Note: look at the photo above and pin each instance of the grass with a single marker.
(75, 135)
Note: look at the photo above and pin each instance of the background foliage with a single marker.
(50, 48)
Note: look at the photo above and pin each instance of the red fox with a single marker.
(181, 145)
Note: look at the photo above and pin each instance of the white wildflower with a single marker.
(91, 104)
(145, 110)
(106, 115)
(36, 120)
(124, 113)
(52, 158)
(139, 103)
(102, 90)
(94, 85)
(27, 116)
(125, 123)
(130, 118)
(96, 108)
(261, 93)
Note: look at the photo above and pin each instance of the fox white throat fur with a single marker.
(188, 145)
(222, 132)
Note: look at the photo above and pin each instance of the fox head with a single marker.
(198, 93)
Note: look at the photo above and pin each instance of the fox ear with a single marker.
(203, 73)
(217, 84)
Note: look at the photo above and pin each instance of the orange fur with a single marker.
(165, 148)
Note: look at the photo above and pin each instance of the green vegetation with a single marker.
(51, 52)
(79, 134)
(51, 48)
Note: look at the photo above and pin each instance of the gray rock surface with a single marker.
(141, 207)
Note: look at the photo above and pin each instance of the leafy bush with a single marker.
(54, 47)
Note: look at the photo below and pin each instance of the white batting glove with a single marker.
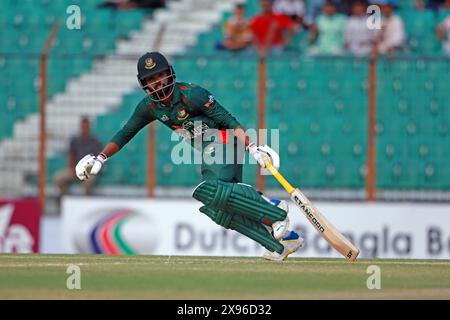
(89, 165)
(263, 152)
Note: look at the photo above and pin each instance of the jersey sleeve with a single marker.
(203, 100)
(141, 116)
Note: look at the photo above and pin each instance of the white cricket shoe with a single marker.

* * *

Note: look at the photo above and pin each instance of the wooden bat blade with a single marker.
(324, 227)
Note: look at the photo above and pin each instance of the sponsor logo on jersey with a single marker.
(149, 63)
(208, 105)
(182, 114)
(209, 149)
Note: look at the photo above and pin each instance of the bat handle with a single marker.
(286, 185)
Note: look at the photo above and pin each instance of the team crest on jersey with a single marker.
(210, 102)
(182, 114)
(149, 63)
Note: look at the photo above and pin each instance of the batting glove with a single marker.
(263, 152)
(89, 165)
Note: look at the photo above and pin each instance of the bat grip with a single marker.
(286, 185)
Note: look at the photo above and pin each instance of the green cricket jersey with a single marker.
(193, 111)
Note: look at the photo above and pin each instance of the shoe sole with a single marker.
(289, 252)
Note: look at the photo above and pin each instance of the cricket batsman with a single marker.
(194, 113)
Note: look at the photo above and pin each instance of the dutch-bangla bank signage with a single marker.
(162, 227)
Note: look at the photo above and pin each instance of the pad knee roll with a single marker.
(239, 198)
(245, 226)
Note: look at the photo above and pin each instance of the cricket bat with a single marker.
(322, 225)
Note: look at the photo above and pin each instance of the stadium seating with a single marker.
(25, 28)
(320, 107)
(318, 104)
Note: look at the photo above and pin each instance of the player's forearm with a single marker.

--

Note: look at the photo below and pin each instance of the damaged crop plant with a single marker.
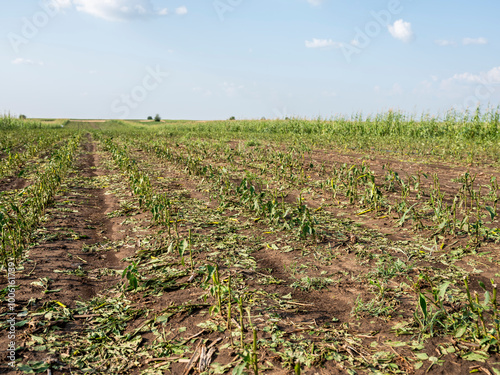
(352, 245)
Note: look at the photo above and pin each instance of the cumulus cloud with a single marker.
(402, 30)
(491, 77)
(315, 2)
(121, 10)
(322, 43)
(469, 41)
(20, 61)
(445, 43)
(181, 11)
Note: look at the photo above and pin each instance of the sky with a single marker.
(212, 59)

Stated goal — Present the records as a numbered list, beginning with the line that contains "surface with a single marker." and continuing through the line that contains "shoe with a single marker.", with blank lines dropped. Leave the pictures out of the list.

Response —
1. Note: look at the photo above and pin each instance of the gray rock surface with a single marker.
2. (141, 207)
3. Note: look at the photo above and pin each instance of the leafy bush with a single marker.
4. (54, 47)
5. Note: look at the photo below and pin each instance of the white batting glove with a single marker.
6. (89, 165)
7. (263, 152)
8. Note: look at the photo above and pin each instance of the jersey sleeve with a single marker.
9. (203, 100)
10. (141, 116)
11. Note: look at the photo above and pin each instance of the white cricket shoe with a single marker.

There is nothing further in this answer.